>> Begin Data section

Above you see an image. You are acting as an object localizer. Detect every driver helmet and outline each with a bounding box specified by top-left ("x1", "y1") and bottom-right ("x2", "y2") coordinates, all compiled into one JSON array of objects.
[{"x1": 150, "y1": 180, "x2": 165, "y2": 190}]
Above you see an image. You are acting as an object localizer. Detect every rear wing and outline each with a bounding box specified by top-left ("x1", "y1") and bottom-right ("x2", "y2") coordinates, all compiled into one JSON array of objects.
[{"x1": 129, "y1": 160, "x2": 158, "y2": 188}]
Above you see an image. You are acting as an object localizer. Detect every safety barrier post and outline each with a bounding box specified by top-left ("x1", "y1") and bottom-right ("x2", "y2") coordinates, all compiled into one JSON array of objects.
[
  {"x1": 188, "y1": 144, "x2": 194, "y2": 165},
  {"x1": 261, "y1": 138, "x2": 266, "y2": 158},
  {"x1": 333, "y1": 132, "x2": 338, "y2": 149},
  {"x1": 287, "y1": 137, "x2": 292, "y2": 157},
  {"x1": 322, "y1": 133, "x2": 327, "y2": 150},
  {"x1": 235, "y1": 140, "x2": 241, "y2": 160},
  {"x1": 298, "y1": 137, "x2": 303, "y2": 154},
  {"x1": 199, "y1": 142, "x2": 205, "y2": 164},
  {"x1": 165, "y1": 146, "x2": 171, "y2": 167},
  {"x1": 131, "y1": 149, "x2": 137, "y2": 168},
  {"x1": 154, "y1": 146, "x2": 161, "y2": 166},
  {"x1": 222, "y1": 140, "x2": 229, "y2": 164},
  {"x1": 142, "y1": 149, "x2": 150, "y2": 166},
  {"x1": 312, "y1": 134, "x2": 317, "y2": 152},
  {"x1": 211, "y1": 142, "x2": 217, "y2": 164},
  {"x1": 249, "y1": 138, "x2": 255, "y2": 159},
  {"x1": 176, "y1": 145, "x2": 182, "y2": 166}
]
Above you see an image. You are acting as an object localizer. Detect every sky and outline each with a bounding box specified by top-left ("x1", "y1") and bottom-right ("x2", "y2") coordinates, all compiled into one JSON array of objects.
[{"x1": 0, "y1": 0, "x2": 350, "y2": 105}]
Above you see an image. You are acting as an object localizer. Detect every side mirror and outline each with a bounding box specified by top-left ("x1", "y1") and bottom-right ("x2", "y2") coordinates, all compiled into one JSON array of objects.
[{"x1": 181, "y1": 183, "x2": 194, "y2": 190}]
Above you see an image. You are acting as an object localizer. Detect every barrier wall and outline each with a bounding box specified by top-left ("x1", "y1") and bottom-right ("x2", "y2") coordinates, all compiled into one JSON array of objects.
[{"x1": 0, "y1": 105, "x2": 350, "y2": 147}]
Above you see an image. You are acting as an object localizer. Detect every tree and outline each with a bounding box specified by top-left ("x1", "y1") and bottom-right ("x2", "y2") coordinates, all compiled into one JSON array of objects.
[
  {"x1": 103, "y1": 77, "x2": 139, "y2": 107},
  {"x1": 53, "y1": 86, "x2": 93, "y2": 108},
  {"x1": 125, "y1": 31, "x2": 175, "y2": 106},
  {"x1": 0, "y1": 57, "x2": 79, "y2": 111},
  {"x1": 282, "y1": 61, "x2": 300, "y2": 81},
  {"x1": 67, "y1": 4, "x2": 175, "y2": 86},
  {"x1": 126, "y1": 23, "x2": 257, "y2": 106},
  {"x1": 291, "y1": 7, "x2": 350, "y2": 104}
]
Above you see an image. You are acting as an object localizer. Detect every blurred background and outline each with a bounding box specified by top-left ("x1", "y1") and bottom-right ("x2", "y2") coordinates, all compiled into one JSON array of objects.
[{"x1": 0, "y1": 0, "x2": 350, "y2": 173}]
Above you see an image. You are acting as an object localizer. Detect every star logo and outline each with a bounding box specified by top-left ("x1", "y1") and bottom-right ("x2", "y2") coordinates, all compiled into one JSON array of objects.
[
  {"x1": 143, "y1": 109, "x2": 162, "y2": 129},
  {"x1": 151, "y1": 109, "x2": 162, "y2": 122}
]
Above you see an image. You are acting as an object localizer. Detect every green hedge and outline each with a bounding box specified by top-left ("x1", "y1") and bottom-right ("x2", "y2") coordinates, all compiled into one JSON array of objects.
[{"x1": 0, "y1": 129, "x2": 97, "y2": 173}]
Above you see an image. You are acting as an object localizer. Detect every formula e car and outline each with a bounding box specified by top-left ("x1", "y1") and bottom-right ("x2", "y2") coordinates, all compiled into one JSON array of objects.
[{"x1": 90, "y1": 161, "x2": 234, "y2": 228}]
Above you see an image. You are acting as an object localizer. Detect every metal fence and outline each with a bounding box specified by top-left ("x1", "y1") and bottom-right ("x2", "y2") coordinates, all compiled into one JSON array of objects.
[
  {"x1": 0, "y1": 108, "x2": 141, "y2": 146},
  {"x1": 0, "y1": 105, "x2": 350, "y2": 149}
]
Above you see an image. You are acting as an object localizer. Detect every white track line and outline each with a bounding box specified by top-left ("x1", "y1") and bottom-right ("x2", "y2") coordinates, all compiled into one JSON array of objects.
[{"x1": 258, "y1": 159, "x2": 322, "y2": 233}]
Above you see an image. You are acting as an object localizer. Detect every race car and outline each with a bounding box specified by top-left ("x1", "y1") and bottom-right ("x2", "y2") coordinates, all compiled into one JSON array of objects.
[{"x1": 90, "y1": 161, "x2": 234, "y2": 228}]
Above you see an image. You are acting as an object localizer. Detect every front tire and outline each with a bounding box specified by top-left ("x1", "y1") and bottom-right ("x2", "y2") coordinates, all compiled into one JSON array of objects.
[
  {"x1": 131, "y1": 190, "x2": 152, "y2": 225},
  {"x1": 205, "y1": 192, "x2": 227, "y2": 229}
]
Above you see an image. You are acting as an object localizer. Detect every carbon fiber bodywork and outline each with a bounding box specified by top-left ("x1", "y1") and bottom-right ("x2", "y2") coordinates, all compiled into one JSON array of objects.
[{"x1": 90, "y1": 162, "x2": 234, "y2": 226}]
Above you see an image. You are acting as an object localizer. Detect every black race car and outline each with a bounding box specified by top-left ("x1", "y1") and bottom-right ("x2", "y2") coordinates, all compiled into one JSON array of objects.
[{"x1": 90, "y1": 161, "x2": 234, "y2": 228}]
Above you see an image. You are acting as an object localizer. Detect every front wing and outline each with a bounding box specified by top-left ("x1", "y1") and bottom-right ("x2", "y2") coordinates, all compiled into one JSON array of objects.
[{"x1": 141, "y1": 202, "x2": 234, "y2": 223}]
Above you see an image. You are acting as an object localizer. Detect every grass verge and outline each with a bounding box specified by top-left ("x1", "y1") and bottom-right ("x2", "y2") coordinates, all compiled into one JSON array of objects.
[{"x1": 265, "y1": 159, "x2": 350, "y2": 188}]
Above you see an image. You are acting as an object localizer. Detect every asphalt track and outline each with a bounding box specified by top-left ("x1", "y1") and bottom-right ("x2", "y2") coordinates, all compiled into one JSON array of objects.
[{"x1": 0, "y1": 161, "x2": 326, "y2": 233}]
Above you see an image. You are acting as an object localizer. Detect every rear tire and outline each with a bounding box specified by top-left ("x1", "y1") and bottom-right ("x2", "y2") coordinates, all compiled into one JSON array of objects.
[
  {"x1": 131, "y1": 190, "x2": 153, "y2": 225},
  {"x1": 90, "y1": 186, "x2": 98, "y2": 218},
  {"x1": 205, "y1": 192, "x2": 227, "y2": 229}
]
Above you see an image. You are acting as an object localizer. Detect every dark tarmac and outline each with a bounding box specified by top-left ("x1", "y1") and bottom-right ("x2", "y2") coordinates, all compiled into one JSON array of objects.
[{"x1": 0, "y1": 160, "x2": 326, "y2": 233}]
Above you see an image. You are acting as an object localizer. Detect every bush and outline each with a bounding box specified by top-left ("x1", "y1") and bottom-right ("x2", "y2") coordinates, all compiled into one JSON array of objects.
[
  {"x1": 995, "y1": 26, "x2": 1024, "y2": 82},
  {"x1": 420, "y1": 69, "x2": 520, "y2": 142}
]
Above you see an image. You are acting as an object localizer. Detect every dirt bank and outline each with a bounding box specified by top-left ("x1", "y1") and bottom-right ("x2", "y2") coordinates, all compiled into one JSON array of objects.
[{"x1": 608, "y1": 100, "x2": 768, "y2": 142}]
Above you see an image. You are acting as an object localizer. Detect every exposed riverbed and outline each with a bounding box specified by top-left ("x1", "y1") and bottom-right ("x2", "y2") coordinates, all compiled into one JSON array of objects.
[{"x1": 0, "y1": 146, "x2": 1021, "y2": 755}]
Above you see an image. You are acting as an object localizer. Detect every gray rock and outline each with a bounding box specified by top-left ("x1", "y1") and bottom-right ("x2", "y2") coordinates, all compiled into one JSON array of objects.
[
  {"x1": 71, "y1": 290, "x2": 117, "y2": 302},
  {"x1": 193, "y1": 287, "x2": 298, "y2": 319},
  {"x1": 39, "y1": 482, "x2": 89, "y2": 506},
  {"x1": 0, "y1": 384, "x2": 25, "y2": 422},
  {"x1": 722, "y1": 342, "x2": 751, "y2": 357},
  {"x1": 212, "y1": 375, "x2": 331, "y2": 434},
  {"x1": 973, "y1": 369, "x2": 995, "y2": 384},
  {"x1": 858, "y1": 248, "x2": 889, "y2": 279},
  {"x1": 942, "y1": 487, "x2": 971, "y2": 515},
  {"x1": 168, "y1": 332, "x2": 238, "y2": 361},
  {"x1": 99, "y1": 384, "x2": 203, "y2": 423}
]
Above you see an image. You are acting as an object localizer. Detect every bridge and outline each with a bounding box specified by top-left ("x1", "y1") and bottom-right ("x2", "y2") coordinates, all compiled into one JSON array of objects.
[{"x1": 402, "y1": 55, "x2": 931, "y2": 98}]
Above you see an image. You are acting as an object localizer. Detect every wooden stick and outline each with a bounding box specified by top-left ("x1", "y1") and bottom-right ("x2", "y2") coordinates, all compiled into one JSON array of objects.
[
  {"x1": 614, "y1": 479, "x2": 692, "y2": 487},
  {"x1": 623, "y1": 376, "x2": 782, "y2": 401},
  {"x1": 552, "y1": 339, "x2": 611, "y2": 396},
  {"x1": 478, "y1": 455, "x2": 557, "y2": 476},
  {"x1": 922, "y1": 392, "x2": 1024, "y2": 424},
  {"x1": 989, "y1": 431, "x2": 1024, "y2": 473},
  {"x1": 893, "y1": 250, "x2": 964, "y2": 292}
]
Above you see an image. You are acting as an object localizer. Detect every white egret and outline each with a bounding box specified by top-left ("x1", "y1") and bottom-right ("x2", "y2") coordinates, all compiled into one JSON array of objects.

>> End Data section

■ Exercise requirements
Report every line of the listing that contains the string "wing", treating uppercase and lowercase as different.

■ Solution for this task
Above you see an image. You are acting as an object localizer. Detect every rear wing and outline each with a bounding box specified by top-left ("x1", "y1") and bottom-right ("x2", "y2") coordinates, all compiled into one JSON array of objects.
Above you see an image. You are acting as an object localizer. Detect every front wing and outline each with a bounding box specified by top-left ("x1", "y1") and bottom-right ("x2", "y2") coordinates, all compiled into one JSON array of objects.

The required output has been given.